YOUR OBJECTIVE: Rewrite every one of the records, replacing "Segments" with "Paths" wherever it occurs and keeping all other text unchanged. Leave the pictures out of your answer.

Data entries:

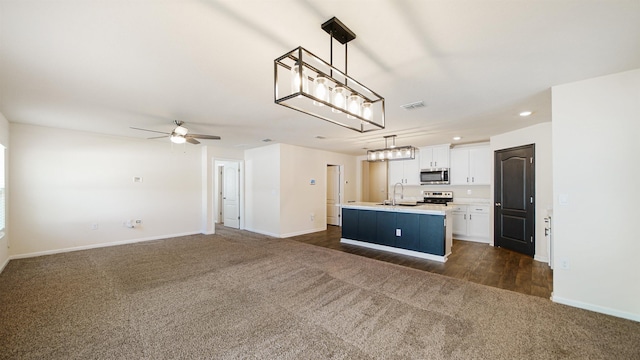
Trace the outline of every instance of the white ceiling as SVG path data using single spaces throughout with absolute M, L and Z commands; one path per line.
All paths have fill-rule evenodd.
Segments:
M 385 98 L 384 130 L 274 104 L 274 59 L 303 46 L 329 61 L 333 16 L 357 35 L 348 73 Z M 477 142 L 550 121 L 554 85 L 638 67 L 639 0 L 0 0 L 0 112 L 128 137 L 179 119 L 238 148 Z

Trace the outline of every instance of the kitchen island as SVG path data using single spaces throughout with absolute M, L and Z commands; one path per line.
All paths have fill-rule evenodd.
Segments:
M 446 262 L 451 254 L 452 217 L 445 205 L 342 205 L 345 244 Z

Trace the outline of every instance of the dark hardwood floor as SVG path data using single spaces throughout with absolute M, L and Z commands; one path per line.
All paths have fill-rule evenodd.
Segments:
M 478 284 L 550 298 L 553 271 L 546 263 L 514 251 L 471 241 L 453 240 L 446 263 L 340 243 L 341 228 L 292 237 L 292 240 L 442 274 Z

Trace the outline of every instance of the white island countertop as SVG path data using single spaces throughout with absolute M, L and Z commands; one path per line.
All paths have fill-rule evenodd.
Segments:
M 372 202 L 352 202 L 342 204 L 345 209 L 358 209 L 358 210 L 375 210 L 375 211 L 392 211 L 403 212 L 410 214 L 428 214 L 428 215 L 447 215 L 451 210 L 450 206 L 446 205 L 432 205 L 432 204 L 418 204 L 412 205 L 382 205 L 380 203 Z

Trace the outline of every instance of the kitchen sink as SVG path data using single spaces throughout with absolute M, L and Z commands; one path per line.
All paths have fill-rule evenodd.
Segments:
M 378 203 L 376 205 L 393 206 L 390 203 Z M 411 203 L 410 202 L 400 202 L 400 203 L 397 203 L 396 206 L 418 206 L 418 204 L 417 203 L 413 203 L 413 202 L 411 202 Z

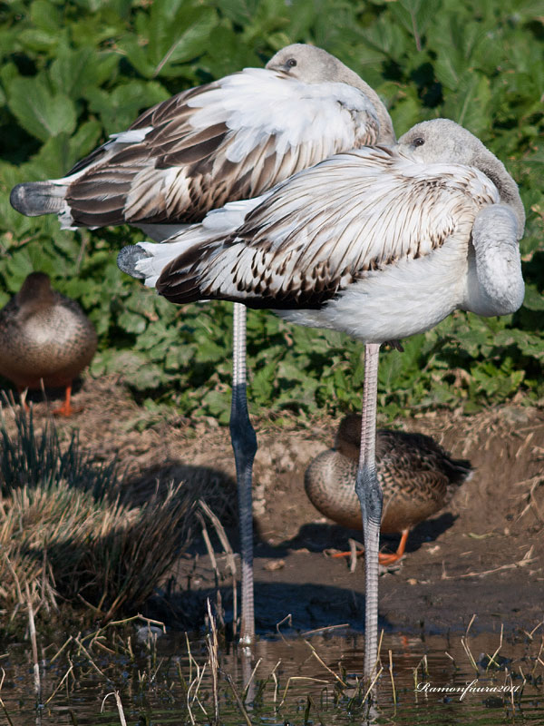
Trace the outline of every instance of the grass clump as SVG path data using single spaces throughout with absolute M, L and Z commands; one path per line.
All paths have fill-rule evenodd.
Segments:
M 0 431 L 0 627 L 11 630 L 29 598 L 36 612 L 61 601 L 102 622 L 135 612 L 179 555 L 191 502 L 181 485 L 133 505 L 115 463 L 63 446 L 51 424 L 16 415 Z

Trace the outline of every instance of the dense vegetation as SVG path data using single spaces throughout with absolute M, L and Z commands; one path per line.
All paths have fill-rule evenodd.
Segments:
M 445 116 L 478 134 L 520 185 L 527 296 L 514 316 L 457 313 L 383 356 L 380 403 L 465 410 L 542 400 L 544 10 L 536 0 L 6 0 L 0 4 L 0 304 L 34 270 L 80 300 L 101 336 L 92 373 L 121 372 L 147 406 L 228 417 L 230 306 L 177 308 L 119 272 L 129 228 L 60 231 L 9 206 L 21 181 L 62 176 L 141 110 L 278 48 L 310 42 L 387 103 L 398 134 Z M 361 346 L 249 313 L 255 410 L 359 405 Z

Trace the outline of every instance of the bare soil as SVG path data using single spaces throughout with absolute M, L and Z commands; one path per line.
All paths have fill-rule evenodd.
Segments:
M 39 423 L 48 407 L 34 397 Z M 70 419 L 55 419 L 60 429 L 78 429 L 82 445 L 104 460 L 117 456 L 135 501 L 145 499 L 158 482 L 196 480 L 204 498 L 210 484 L 216 493 L 219 485 L 224 497 L 216 496 L 211 505 L 236 552 L 228 429 L 213 419 L 183 419 L 167 408 L 148 414 L 113 378 L 86 378 L 74 404 L 83 410 Z M 306 466 L 332 446 L 336 426 L 330 418 L 304 427 L 295 422 L 288 430 L 262 419 L 256 424 L 256 616 L 263 633 L 275 630 L 289 613 L 296 630 L 336 623 L 363 627 L 364 564 L 359 562 L 350 572 L 348 560 L 329 556 L 331 550 L 348 549 L 348 539 L 360 541 L 362 535 L 323 518 L 303 486 Z M 454 456 L 469 458 L 476 472 L 446 509 L 411 533 L 400 565 L 383 574 L 383 626 L 444 633 L 464 629 L 476 613 L 481 630 L 499 623 L 534 627 L 544 614 L 544 411 L 509 406 L 471 417 L 438 412 L 403 419 L 398 427 L 434 437 Z M 226 620 L 232 610 L 228 558 L 212 524 L 204 521 L 216 564 L 202 539 L 200 520 L 195 519 L 195 539 L 154 605 L 172 622 L 182 611 L 198 624 L 204 598 L 216 600 L 218 590 Z M 384 546 L 396 549 L 397 543 L 398 538 L 384 539 Z

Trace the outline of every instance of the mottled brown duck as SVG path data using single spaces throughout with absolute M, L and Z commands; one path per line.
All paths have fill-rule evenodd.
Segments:
M 48 275 L 33 272 L 0 310 L 0 375 L 24 388 L 65 388 L 63 406 L 73 412 L 72 382 L 96 350 L 96 331 L 75 300 L 53 289 Z
M 321 514 L 350 529 L 361 529 L 355 476 L 361 447 L 361 416 L 346 416 L 338 427 L 335 448 L 316 456 L 305 474 L 305 489 Z M 410 530 L 445 506 L 472 467 L 454 459 L 430 437 L 403 431 L 376 432 L 376 471 L 384 492 L 380 531 L 401 534 L 396 553 L 380 553 L 391 564 L 404 554 Z

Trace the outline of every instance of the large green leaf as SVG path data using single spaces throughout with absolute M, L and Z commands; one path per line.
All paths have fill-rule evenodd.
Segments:
M 52 93 L 44 75 L 12 81 L 8 103 L 23 128 L 43 142 L 75 129 L 73 103 L 63 93 Z

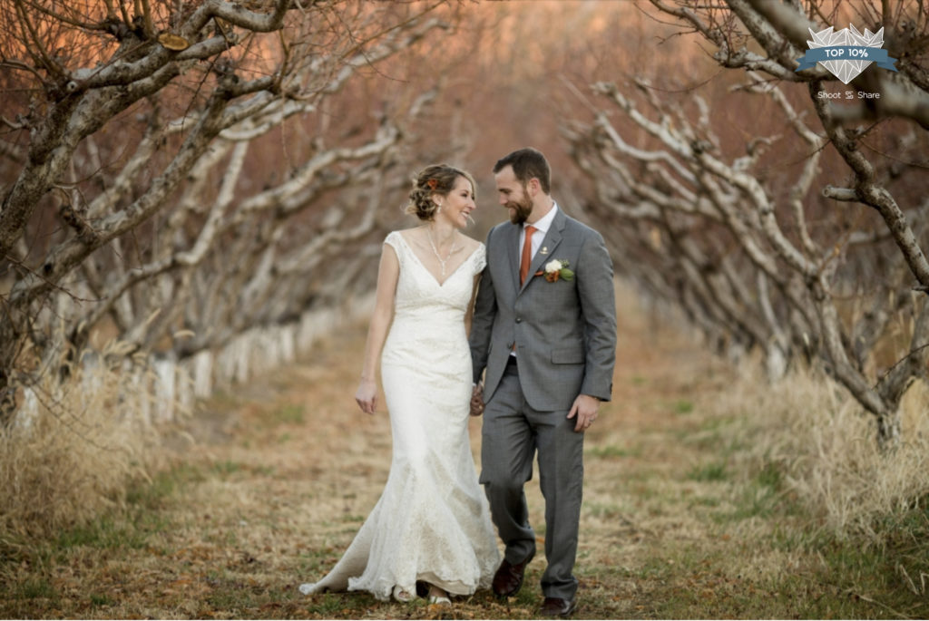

THE REPLY:
Trace the outline of every instance of the white ceiling as SVG path data using single spaces throughout with absolute M, L and Z commands; one path per line.
All paths have fill-rule evenodd.
Paths:
M 385 98 L 384 130 L 274 104 L 274 59 L 303 46 L 329 61 L 333 16 L 357 35 L 348 73 Z M 477 142 L 550 121 L 554 85 L 638 67 L 639 0 L 0 0 L 0 112 L 128 137 L 179 119 L 238 148 Z

Trace the outline of every instance of the kitchen island as SVG path data using single spaces throughout with absolute M, L and Z commands; one path per line.
All paths have fill-rule evenodd.
Paths:
M 446 262 L 451 254 L 452 217 L 445 205 L 342 205 L 345 244 Z

Trace the outline of every instance of the dark hardwood floor as SVG path data using single spaces throughout with absolute M, L and Z commands; one path per line.
All paths have fill-rule evenodd.
Paths:
M 478 284 L 550 298 L 553 271 L 546 263 L 514 251 L 471 241 L 453 240 L 446 263 L 340 243 L 341 228 L 292 237 L 292 240 L 442 274 Z

Trace the outline of every instance of the white island countertop as SVG path data using single spaces throughout with absolute M, L and Z commands; one path per line.
All paths have fill-rule evenodd.
Paths:
M 372 202 L 352 202 L 342 204 L 345 209 L 358 209 L 358 210 L 375 210 L 375 211 L 392 211 L 403 212 L 410 214 L 428 214 L 428 215 L 447 215 L 451 210 L 450 206 L 446 205 L 432 205 L 432 204 L 418 204 L 412 205 L 382 205 L 380 203 Z

Trace the outline of every instance of the kitchen sink as SVG path data using single spaces throughout with absolute M, L and Z commands; one path per line.
All paths have fill-rule evenodd.
Paths:
M 378 203 L 376 205 L 393 206 L 390 203 Z M 411 203 L 410 202 L 400 202 L 400 203 L 397 203 L 396 206 L 418 206 L 418 204 L 417 203 L 413 203 L 413 202 L 411 202 Z

Trace the outline of every instance of the grass clump as SVG path data using single spaces throughout with absolute M, L and Z commands; one path per line.
All paths have fill-rule evenodd.
Paths:
M 0 431 L 0 627 L 11 630 L 29 598 L 36 612 L 61 601 L 102 622 L 135 612 L 179 555 L 191 502 L 181 485 L 133 505 L 115 463 L 63 446 L 51 424 L 16 415 Z

Trace the outline of every instance of the dense vegetation as SVG path data using single spaces throughout with absolute M, L and Z commands; one path per line.
All paths have fill-rule evenodd.
Paths:
M 445 116 L 478 134 L 520 185 L 527 296 L 514 316 L 457 313 L 383 356 L 380 403 L 465 410 L 542 400 L 544 10 L 536 0 L 6 0 L 0 4 L 0 304 L 34 270 L 80 300 L 101 336 L 92 373 L 121 372 L 147 406 L 228 417 L 230 306 L 177 308 L 119 272 L 129 228 L 60 231 L 9 206 L 21 181 L 62 176 L 141 110 L 278 48 L 310 42 L 387 103 L 398 134 Z M 361 346 L 249 313 L 255 410 L 359 405 Z

Trace the outline of every instance of the bare soil as SVG path data using single spaces throughout with absolute M, L and Z commands; one path per line.
All paths have fill-rule evenodd.
Paths:
M 39 423 L 48 407 L 34 397 Z M 70 419 L 55 419 L 60 429 L 78 429 L 82 445 L 104 460 L 117 456 L 135 501 L 145 499 L 158 482 L 196 480 L 204 498 L 210 484 L 216 493 L 219 485 L 224 497 L 216 496 L 211 505 L 236 552 L 228 429 L 213 419 L 183 419 L 167 408 L 148 414 L 113 378 L 86 378 L 74 404 L 83 410 Z M 306 466 L 332 446 L 336 426 L 330 418 L 304 427 L 295 422 L 288 430 L 262 419 L 256 424 L 256 616 L 263 633 L 275 630 L 289 613 L 296 630 L 336 623 L 363 627 L 364 564 L 359 562 L 350 572 L 348 560 L 329 556 L 331 550 L 348 549 L 348 539 L 360 541 L 362 535 L 323 518 L 303 486 Z M 454 456 L 469 458 L 476 472 L 446 509 L 411 533 L 400 565 L 383 574 L 383 626 L 444 633 L 464 629 L 476 613 L 481 630 L 499 623 L 534 627 L 544 614 L 544 411 L 509 406 L 471 417 L 438 412 L 403 419 L 398 427 L 434 437 Z M 226 620 L 232 610 L 228 558 L 212 524 L 204 521 L 216 564 L 202 539 L 200 520 L 195 519 L 195 539 L 154 605 L 172 622 L 182 611 L 198 624 L 204 598 L 216 600 L 218 590 Z M 384 546 L 396 549 L 397 543 L 398 538 L 384 539 Z

Trace the outline of every instance of the mottled brown duck as SVG path data using single spaces throughout with absolute M, L and Z commands; one path per line.
All paths have fill-rule evenodd.
Paths:
M 48 275 L 33 272 L 0 310 L 0 375 L 24 388 L 65 388 L 63 406 L 73 412 L 72 382 L 96 350 L 96 331 L 75 300 L 53 289 Z
M 321 514 L 350 529 L 361 529 L 355 476 L 361 447 L 361 416 L 346 416 L 338 427 L 335 448 L 316 456 L 305 474 L 305 489 Z M 410 530 L 445 506 L 472 467 L 454 459 L 430 437 L 403 431 L 376 432 L 376 471 L 384 492 L 380 531 L 401 534 L 396 553 L 380 553 L 391 564 L 404 554 Z

Trace the outline of every instance of the large green leaf as SVG path data using single spaces throughout with absolute M, L and Z commands; one path per line.
All paths have fill-rule evenodd.
Paths:
M 52 93 L 44 75 L 12 81 L 8 103 L 23 128 L 43 142 L 75 129 L 73 103 L 63 93 Z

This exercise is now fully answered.